▶ Data shown:

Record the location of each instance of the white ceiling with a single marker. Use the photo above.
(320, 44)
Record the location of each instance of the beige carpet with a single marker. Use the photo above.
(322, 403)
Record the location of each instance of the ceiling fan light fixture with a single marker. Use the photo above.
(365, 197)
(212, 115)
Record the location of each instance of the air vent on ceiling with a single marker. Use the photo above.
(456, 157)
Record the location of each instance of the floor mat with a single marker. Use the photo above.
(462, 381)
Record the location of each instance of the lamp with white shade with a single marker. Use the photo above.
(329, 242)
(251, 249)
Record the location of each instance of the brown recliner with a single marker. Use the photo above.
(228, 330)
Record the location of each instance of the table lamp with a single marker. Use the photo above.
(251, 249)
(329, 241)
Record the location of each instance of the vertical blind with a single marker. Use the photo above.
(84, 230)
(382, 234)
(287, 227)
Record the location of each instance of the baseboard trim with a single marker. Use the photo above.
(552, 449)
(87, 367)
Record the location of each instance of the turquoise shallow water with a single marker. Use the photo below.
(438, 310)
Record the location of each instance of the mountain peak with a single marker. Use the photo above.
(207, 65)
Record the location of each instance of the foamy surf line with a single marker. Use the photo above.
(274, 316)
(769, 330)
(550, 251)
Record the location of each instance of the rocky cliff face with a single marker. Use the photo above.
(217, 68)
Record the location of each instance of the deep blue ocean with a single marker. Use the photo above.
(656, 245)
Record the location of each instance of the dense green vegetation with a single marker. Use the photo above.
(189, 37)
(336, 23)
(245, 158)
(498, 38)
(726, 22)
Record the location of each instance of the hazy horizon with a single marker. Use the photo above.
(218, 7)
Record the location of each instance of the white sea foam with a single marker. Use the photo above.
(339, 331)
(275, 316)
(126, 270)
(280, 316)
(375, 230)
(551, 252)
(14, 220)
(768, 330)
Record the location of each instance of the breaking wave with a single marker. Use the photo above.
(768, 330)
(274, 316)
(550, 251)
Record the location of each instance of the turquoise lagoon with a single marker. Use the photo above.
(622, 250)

▶ What is needed:
The lines to return run from the one containing "Record the location of each instance of the hazy" through the last line of the material above. Please reproduce them exactly.

▶ Output below:
Record the location of each instance of the hazy horizon with a single marker. Use the photo above.
(218, 7)
Record the location of each instance of the white sea foam with a single marker. Use the photo above.
(339, 331)
(275, 316)
(126, 270)
(280, 316)
(375, 230)
(551, 252)
(14, 220)
(768, 330)
Record the location of each instance of the breaking wave with a single marker. Use the photo above.
(768, 330)
(274, 316)
(550, 251)
Record the location of each instance of the turquoise lagoon with a single marker. Use the photo above.
(622, 250)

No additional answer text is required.